13/09/2017
Dari status teman Dr. Swanty, SpA untuk direnungkan agar kita semua (dokter,pasien, netizen) lebih bijak dalam menyikapi sesuatu.
Dr. Swanty Chunnaedy, SpA
Kasus Debora lagi viral-viralnya di media sosial. Tiba-tiba caci maki masyarakat semakin menjadi. Rupanya sudah jadi budaya ya.. latah ikut mencaci tanpa mengetahui duduk persoalan yang sebenarnya. Hanya mendengar berita satu arah, sehingga kecenderungan berpihak.
Eh, dulu saya juga begitu, dan masih sering begitu. Untung ada suami yg selalu mengingatkan.
Teman, mari sejenak kita bermain peran.
1. Berperanlah sebagai pasien.
Wow, pasti sedih sekali mempunyai anak sakit berat. Dan pasti panik, karena saat anak berjuang melawan sakit kritisnya, kita masih harus mengurus administrasi, memutar otak mencari uang. Dan saat ditolak oleh pihak rs, yang terpikir adalah gimana caranya tetap masuk rs tersebut.. nah, kondisi panik ini membuat keluarga pasien sering kali tidak dapat menerima informasi secara utuh dari tenaga medis atau administrasi, sehingga sisi emosi yang akan tersentil, gampang marah deh..
Bener ga?
2. Berperanlah sebagi tenaga medis.
Saat ada pasien kritis datang, adrenalin tenaga medis pasti akan melonjak. Kita akan cenderung berjuang mati-matian supaya pasien hidup. Sedih loh kalau usaha kita gagal... apa yang bisa dikerjakan di IGD untuk menstabilkan pasien pasti sudah kita kerjakan.

DESKRIPSI TUGAS
Cocokkan setiap pernyataan di bawah ini dengan kutipan halaman di atas. Untuk setiap pernyataan, jawab ya atau tidak dan sertakan kata-kata penentunya dari kutipan halaman tanpa diubah.
1. Penulis mengaku dulu juga ikut mencaci tanpa mengetahui duduk persoalan.
2. Keluarga pasien yang panik selalu bisa menerima informasi secara utuh dari tenaga medis.
3. Adrenalin tenaga medis akan menurun saat pasien kritis datang.

DATA TERCATAT
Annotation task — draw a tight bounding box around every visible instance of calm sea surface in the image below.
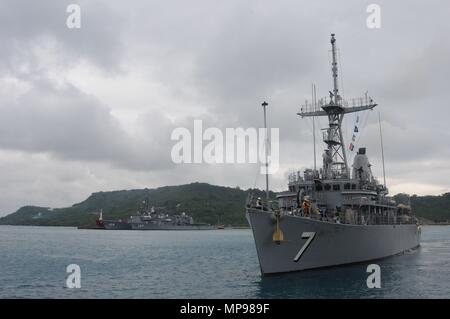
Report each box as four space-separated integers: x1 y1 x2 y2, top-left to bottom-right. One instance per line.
0 226 450 298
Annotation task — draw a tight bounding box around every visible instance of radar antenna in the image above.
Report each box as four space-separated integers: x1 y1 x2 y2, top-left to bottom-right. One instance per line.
297 33 377 179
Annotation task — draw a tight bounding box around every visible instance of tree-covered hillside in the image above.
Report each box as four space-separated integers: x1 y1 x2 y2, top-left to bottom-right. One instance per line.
0 183 450 226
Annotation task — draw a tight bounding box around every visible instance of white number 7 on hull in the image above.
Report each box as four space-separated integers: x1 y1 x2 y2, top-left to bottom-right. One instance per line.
294 232 316 262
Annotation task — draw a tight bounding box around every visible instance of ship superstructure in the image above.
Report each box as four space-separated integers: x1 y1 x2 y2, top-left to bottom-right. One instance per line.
246 34 420 274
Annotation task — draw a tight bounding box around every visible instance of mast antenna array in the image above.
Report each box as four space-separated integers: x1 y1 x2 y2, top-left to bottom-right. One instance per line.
297 33 377 179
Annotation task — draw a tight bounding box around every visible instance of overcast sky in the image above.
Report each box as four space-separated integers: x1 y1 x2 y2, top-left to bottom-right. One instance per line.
0 0 450 216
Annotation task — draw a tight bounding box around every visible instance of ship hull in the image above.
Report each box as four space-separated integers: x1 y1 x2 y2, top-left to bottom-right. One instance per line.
246 211 421 275
103 220 131 230
131 223 214 230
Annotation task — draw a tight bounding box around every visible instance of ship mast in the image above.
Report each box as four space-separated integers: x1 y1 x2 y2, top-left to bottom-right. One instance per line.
297 33 377 179
261 101 269 207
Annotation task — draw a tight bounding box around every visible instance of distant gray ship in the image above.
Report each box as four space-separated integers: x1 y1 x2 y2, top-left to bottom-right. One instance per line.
130 199 215 230
246 34 421 275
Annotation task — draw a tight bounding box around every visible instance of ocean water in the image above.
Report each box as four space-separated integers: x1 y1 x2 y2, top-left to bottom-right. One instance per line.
0 226 450 298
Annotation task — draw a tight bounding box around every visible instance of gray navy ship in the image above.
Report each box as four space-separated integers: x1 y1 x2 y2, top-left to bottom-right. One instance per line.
130 199 215 230
246 34 421 275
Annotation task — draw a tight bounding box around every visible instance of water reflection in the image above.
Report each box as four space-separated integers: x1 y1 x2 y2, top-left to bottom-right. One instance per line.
257 249 426 299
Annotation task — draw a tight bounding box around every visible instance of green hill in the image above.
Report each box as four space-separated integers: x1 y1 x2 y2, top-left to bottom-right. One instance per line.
0 183 275 226
0 183 450 226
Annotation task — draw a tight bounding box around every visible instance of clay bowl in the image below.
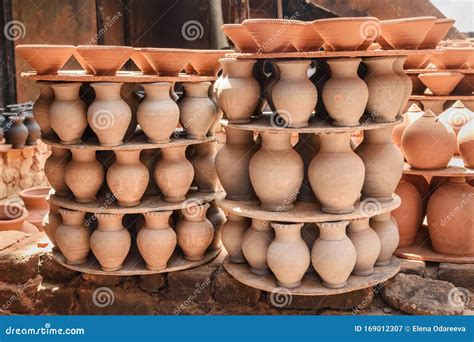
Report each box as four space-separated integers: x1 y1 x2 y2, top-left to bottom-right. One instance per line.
312 17 380 51
15 44 74 75
221 24 258 52
380 17 437 50
76 45 133 76
418 19 456 49
242 19 304 53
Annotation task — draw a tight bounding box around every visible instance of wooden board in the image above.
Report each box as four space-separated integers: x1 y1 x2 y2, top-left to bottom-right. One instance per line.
216 195 401 222
224 256 400 296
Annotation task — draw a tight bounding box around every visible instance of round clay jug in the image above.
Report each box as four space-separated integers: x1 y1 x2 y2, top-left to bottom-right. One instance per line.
217 58 260 123
364 57 405 122
347 217 381 277
137 82 179 143
49 82 87 145
64 149 105 203
154 146 194 202
107 150 150 207
249 131 304 211
216 127 258 201
323 58 369 126
91 214 132 272
355 126 403 202
427 177 474 257
308 132 365 214
221 212 250 264
267 222 311 289
311 221 357 289
176 203 214 261
402 109 456 170
55 208 91 265
137 211 178 271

JAWABAN TUGAS
1. Ya: "Eh, dulu saya juga begitu, dan masih sering begitu."
2. Tidak: "kondisi panik ini membuat keluarga pasien sering kali tidak dapat menerima informasi secara utuh dari tenaga medis atau administrasi"
3. Tidak: "Saat ada pasien kritis datang, adrenalin tenaga medis pasti akan melonjak."